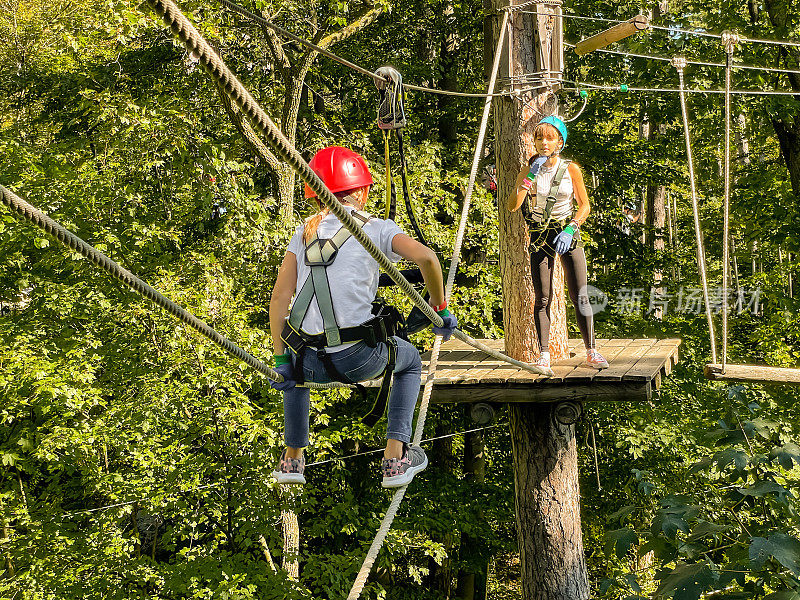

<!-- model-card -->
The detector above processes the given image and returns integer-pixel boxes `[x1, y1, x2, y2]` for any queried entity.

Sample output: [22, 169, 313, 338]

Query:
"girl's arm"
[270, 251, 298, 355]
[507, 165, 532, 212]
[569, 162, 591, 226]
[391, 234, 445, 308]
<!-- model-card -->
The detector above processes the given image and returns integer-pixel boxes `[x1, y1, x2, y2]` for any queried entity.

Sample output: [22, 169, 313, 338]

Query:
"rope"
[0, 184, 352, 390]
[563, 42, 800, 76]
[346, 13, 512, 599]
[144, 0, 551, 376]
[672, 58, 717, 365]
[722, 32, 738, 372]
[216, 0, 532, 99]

————————

▶ _Instructions for the task_
Write out the full listing verbatim, excluding its pictures.

▶ _Finished task_
<!-- model-card -->
The detector above processes the given image and returns integer-pixel boxes `[x1, y1, x2, y2]` for any queried entity.

Sample output: [22, 169, 313, 338]

Query:
"girl's arm"
[270, 251, 298, 355]
[507, 165, 532, 212]
[569, 162, 591, 226]
[391, 234, 445, 308]
<!-- model-card -->
The detector above processes the given image and returns integer-pixel boxes `[x1, y1, x2, y2]` for any queried entity.

Sample output: [22, 169, 313, 338]

Query:
"rope"
[0, 184, 352, 390]
[563, 42, 800, 76]
[346, 13, 512, 599]
[144, 0, 551, 376]
[672, 58, 717, 365]
[722, 32, 738, 372]
[216, 0, 532, 99]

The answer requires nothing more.